-------- Given information

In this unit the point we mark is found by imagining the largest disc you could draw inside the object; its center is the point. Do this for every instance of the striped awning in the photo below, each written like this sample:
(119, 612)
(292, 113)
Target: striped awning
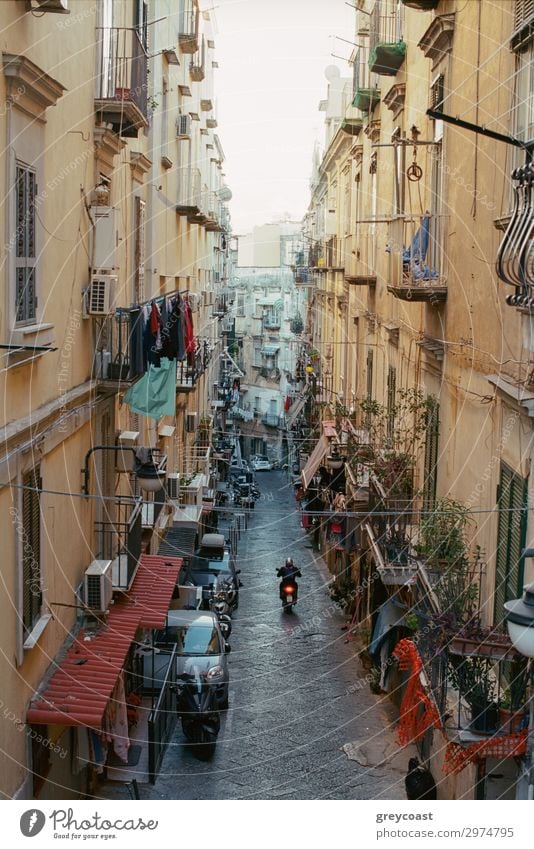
(314, 461)
(84, 677)
(295, 409)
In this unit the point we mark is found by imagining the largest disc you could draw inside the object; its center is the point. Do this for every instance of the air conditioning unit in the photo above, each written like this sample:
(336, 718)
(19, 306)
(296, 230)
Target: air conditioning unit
(98, 587)
(183, 127)
(173, 485)
(60, 6)
(100, 294)
(190, 422)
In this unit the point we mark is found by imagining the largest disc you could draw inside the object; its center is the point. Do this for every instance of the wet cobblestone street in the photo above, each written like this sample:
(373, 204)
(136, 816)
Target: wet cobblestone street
(296, 694)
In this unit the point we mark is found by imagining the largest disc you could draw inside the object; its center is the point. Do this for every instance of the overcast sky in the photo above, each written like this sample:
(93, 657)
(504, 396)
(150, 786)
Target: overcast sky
(272, 56)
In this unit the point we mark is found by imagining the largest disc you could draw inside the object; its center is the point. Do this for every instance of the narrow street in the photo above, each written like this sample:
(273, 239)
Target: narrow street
(295, 698)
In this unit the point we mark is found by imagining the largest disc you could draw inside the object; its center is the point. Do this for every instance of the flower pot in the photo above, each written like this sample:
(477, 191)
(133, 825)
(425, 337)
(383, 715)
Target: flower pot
(510, 721)
(484, 718)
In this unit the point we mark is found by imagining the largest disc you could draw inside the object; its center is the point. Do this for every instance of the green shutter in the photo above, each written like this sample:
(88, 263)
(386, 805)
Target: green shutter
(369, 375)
(431, 457)
(391, 392)
(511, 535)
(31, 549)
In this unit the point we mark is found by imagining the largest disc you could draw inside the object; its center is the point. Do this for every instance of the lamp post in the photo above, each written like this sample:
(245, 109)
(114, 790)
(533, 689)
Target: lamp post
(520, 622)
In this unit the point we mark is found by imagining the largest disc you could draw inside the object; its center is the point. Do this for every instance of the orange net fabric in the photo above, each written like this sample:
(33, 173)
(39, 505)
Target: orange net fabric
(457, 757)
(417, 712)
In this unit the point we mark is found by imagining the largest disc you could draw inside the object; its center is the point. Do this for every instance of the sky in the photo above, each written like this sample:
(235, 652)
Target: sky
(272, 56)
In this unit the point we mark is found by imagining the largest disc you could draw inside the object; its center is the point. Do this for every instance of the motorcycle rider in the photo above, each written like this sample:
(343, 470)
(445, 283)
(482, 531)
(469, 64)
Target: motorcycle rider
(288, 572)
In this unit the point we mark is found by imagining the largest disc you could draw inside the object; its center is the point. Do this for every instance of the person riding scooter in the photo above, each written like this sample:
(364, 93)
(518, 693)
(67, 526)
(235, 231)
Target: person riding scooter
(288, 572)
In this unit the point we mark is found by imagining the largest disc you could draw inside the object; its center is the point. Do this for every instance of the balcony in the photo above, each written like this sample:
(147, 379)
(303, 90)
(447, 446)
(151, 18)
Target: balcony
(272, 420)
(421, 5)
(188, 26)
(220, 307)
(189, 192)
(118, 537)
(386, 47)
(365, 92)
(197, 63)
(121, 96)
(360, 266)
(415, 270)
(188, 373)
(113, 352)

----------------

Transcribe the complete set of entries verbatim. No pictures belong in the copy.

Task solution:
In this unit the point we mark is found by imagining the largest disc you could draw inside the object; its center is the point. Do this for every instance of the striped awning in the photo below, each written like this sample:
(119, 612)
(292, 113)
Target: striped awning
(314, 461)
(84, 677)
(295, 409)
In this unit the point we mark is found by imagining the largest disc you could draw inside the object; its center is the point. Do this for every instance of the air conditioning unit in the photo above, each written like this sample:
(336, 718)
(19, 306)
(296, 230)
Target: air conditioning unit
(98, 587)
(183, 127)
(173, 485)
(60, 6)
(100, 294)
(190, 422)
In this unit the point we mark is found by imagining the largest disc you could draw inside the object; its center is the point. Do this for every instance of the wet cobblestone street in the photo above, each written like this sample:
(373, 204)
(136, 816)
Target: wet cobblestone street
(296, 694)
In this unit the point we mark is found by imagining the largest disc you could draw inside the object; its center is the point. Do this for every instance of the overcast sky in the photo above, each written like this sample:
(93, 657)
(504, 396)
(150, 786)
Target: overcast sky
(272, 56)
In this unit the point we mark is found by imagining the largest disc you could draw inside the object; its center is the point. Do this for every instance of the narrow street in the photo above, each written like this sample:
(273, 239)
Target: narrow street
(295, 698)
In this unit the point we mark is found by imagining the largest disc you could draw inside the object; its center is the point. Do this for every instance of the flower pot in the photo above, each written like this sample:
(477, 191)
(133, 825)
(425, 337)
(383, 715)
Target: flower pot
(510, 721)
(484, 718)
In this unit the point we mark is found by imagining the largest disc you could draw inside the object; its center is the point. Do this for every instance of the green shutter in the photo above, each written like this sample:
(88, 263)
(386, 805)
Target: green shutter
(369, 375)
(431, 457)
(391, 392)
(511, 535)
(31, 549)
In this unit the point we mark is found by imagining the largest disc you could draw inside the object; its center is the point. Do this for every instance of the lamp post in the photo above, each written like this sample:
(245, 109)
(114, 790)
(533, 689)
Target: lamp post
(520, 622)
In this unit the point we mark is found by imagining the largest disc you could draw inside the object; its center is the point. Do this for every instance of the orange net fabric in the photo above, each written like this sample:
(33, 173)
(39, 505)
Target: orange net fabric
(457, 757)
(417, 712)
In this unit the point we mark is found by imagining the largest disc you could draw inside the object; its center is the point. Do this for every instance of the sky in the photo above, each written like this sample:
(235, 652)
Target: sky
(272, 56)
In this unit the point we mark is found by imagining the largest disc you could draw inside the object; its center is the point. Do this for every instance of the motorcycle rider in the photo above, each written like this sample:
(343, 470)
(445, 283)
(482, 531)
(469, 64)
Target: motorcycle rider
(288, 572)
In this unit the point we mark is found by imagining the largest disc you could draw inside the object; its center is the point. Do this for every instance of the person riding scooter in the photo above, each written like this sample:
(364, 93)
(518, 693)
(67, 526)
(235, 231)
Target: person riding scooter
(288, 572)
In this unit the point we mark is found by imagining the largest disc you could draw inside the object; its center is the point. Do this for every instance of the balcony in the photo above, each written like this sample:
(147, 379)
(303, 90)
(447, 446)
(151, 18)
Target: balcony
(272, 420)
(421, 5)
(188, 26)
(220, 307)
(189, 192)
(118, 537)
(386, 47)
(365, 92)
(197, 63)
(121, 96)
(360, 266)
(415, 270)
(188, 373)
(113, 352)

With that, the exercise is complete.